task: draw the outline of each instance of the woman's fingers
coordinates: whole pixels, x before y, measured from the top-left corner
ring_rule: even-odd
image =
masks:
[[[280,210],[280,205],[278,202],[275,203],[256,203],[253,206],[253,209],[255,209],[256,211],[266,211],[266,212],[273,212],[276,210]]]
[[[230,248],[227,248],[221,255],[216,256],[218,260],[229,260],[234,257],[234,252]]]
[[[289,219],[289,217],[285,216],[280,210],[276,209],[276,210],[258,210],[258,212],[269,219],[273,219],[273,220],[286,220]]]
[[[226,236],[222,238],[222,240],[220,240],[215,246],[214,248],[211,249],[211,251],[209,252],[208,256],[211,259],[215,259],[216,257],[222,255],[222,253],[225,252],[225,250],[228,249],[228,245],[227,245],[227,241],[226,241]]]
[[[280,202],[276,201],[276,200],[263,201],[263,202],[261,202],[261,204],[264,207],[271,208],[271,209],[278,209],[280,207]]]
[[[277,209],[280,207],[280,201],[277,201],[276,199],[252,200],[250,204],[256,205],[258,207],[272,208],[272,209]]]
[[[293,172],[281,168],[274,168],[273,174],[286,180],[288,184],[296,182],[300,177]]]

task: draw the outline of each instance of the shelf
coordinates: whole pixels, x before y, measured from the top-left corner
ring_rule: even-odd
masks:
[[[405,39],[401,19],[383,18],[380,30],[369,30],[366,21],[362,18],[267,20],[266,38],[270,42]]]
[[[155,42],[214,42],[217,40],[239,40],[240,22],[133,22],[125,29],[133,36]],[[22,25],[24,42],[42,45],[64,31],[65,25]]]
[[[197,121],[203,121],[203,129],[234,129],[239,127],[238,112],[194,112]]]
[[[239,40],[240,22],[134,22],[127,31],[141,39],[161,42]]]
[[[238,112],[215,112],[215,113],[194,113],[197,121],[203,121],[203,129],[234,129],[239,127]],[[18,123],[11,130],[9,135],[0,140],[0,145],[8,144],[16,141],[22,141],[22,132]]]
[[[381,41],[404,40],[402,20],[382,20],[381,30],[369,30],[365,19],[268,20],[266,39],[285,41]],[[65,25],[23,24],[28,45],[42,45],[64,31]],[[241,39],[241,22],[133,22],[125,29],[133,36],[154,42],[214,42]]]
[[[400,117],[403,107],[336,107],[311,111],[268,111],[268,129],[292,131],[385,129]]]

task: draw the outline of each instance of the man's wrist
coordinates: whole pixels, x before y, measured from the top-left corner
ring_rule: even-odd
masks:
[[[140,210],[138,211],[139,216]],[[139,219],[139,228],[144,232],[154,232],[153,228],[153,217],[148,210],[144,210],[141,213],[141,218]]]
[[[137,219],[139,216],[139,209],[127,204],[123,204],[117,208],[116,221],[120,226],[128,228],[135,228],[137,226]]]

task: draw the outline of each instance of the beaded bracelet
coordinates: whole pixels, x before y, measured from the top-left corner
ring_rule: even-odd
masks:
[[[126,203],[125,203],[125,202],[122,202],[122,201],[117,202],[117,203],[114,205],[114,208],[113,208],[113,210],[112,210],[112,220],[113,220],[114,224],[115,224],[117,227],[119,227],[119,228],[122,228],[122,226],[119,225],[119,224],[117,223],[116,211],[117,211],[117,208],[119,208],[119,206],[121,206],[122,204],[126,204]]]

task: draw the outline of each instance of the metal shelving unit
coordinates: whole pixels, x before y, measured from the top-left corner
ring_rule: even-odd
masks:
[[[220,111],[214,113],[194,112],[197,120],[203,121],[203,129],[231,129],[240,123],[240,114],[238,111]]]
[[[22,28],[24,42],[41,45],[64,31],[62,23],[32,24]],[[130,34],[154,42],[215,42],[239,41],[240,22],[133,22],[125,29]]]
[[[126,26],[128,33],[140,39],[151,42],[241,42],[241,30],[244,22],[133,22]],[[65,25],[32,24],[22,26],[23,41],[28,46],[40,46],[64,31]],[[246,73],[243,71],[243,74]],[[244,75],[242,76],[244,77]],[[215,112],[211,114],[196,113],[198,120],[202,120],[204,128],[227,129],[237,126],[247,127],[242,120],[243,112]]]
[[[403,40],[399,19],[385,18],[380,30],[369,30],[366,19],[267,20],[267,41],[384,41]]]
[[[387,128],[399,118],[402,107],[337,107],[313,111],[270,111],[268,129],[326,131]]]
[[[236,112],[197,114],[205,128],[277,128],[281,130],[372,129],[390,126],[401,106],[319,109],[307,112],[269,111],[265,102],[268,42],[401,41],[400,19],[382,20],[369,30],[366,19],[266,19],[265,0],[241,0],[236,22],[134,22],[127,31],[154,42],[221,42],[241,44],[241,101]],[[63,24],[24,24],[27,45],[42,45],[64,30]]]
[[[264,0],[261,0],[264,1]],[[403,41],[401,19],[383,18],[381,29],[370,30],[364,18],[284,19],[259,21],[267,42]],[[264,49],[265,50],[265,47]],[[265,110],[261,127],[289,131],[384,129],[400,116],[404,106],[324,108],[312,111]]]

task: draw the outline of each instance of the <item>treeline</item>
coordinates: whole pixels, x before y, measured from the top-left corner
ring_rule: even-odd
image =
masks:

◇ ◇ ◇ ◇

_Aim of the exercise_
When you reach the end of the data, write every line out again verbatim.

_Exercise response_
task: draw the outline of each instance of the woman's fingers
coordinates: whole pixels, x before y, measured from the top-left corner
ring_rule: even-odd
image =
masks:
[[[280,210],[280,205],[278,202],[275,203],[256,203],[253,206],[253,209],[255,209],[256,211],[266,211],[266,212],[273,212],[276,210]]]
[[[230,248],[227,248],[221,255],[216,256],[218,260],[229,260],[234,257],[234,252]]]
[[[289,219],[289,217],[285,216],[280,210],[276,209],[276,210],[258,210],[258,212],[269,219],[273,219],[273,220],[286,220]]]
[[[226,236],[222,238],[222,240],[220,240],[215,246],[214,248],[211,249],[211,251],[209,252],[208,256],[211,259],[215,259],[216,257],[222,255],[222,253],[225,252],[225,250],[228,249],[228,245],[227,245],[227,241],[226,241]]]
[[[280,202],[276,201],[276,200],[263,201],[263,202],[261,202],[261,204],[264,207],[271,208],[271,209],[278,209],[280,207]]]
[[[277,209],[280,207],[280,201],[277,201],[276,199],[252,200],[250,204],[256,205],[258,207],[272,208],[272,209]]]
[[[293,172],[281,168],[274,168],[273,174],[286,180],[288,184],[296,182],[300,177]]]

task: draw the outline of each instance of the shelf
coordinates: whole pixels, x before y, measured from the top-left corner
ring_rule: even-odd
masks:
[[[405,39],[401,19],[383,18],[380,30],[369,30],[366,21],[362,18],[267,20],[266,38],[270,42]]]
[[[155,42],[214,42],[217,40],[239,40],[240,22],[133,22],[125,29],[133,36]],[[22,25],[24,42],[42,45],[64,31],[65,25]]]
[[[197,121],[203,121],[203,129],[234,129],[239,127],[238,112],[194,112]]]
[[[239,40],[240,22],[134,22],[127,31],[141,39],[161,42]]]
[[[238,112],[215,112],[215,113],[194,113],[197,121],[203,121],[203,129],[234,129],[239,127]],[[18,123],[11,130],[9,135],[0,140],[0,145],[8,144],[16,141],[22,141],[22,132]]]
[[[381,41],[404,40],[402,20],[382,20],[381,30],[369,30],[365,19],[268,20],[266,39],[285,41]],[[65,25],[23,24],[28,45],[42,45],[64,31]],[[241,39],[241,22],[133,22],[125,29],[133,36],[154,42],[214,42]]]
[[[400,117],[403,107],[336,107],[311,111],[268,111],[268,129],[292,131],[385,129]]]

task: draw the outline of each instance of the man's wrist
coordinates: whole pixels, x before y, measured from the top-left corner
ring_rule: even-odd
masks:
[[[140,210],[138,211],[139,216]],[[139,219],[139,228],[144,232],[154,232],[153,228],[153,217],[148,210],[144,210],[141,213],[141,218]]]
[[[137,219],[139,216],[139,209],[127,204],[123,204],[117,208],[116,221],[120,226],[128,228],[135,228],[137,226]]]

task: draw the outline of each instance of the beaded bracelet
coordinates: whole pixels, x before y, measured from the top-left corner
ring_rule: even-odd
masks:
[[[126,203],[125,203],[125,202],[122,202],[122,201],[117,202],[117,203],[114,205],[114,208],[113,208],[113,210],[112,210],[112,220],[113,220],[114,224],[115,224],[117,227],[119,227],[119,228],[122,228],[122,226],[119,225],[119,224],[117,223],[116,211],[117,211],[117,208],[119,208],[119,206],[121,206],[122,204],[126,204]]]

task: draw the outline of each instance of the metal shelving unit
coordinates: whole pixels, x before y, measured from the top-left corner
ring_rule: even-odd
masks:
[[[220,111],[214,113],[194,112],[197,120],[203,121],[203,129],[231,129],[240,123],[240,114],[238,111]]]
[[[22,28],[24,42],[41,45],[64,31],[62,23],[32,24]],[[130,34],[154,42],[215,42],[239,41],[240,22],[133,22],[125,29]]]
[[[126,26],[128,33],[140,39],[151,42],[241,42],[241,30],[244,22],[133,22]],[[65,25],[32,24],[22,26],[23,41],[28,46],[40,46],[64,31]],[[246,73],[243,71],[243,74]],[[244,75],[242,76],[244,77]],[[215,112],[211,114],[196,113],[198,120],[202,120],[204,128],[227,129],[237,126],[247,127],[242,120],[243,112]]]
[[[403,40],[399,19],[385,18],[380,30],[369,30],[366,19],[267,20],[267,41],[384,41]]]
[[[387,128],[399,118],[402,107],[337,107],[313,111],[270,111],[268,129],[326,131]]]
[[[236,112],[197,114],[205,128],[277,128],[281,130],[372,129],[390,126],[401,106],[319,109],[307,112],[269,111],[265,102],[268,42],[401,41],[400,19],[382,20],[369,30],[366,19],[266,19],[265,0],[241,0],[236,22],[134,22],[127,31],[154,42],[221,42],[241,44],[241,101]],[[63,24],[24,24],[27,45],[42,45],[64,30]]]
[[[264,0],[261,0],[264,1]],[[403,41],[401,19],[383,18],[381,29],[370,30],[364,18],[284,19],[259,21],[267,42]],[[264,49],[265,50],[265,47]],[[265,110],[261,127],[289,131],[384,129],[400,116],[404,106],[324,108],[312,111]]]

task: draw the outline of each instance of the <item>treeline</item>
coordinates: whole pixels, x before y, measured from the top-left corner
ring_rule: even-odd
image =
masks:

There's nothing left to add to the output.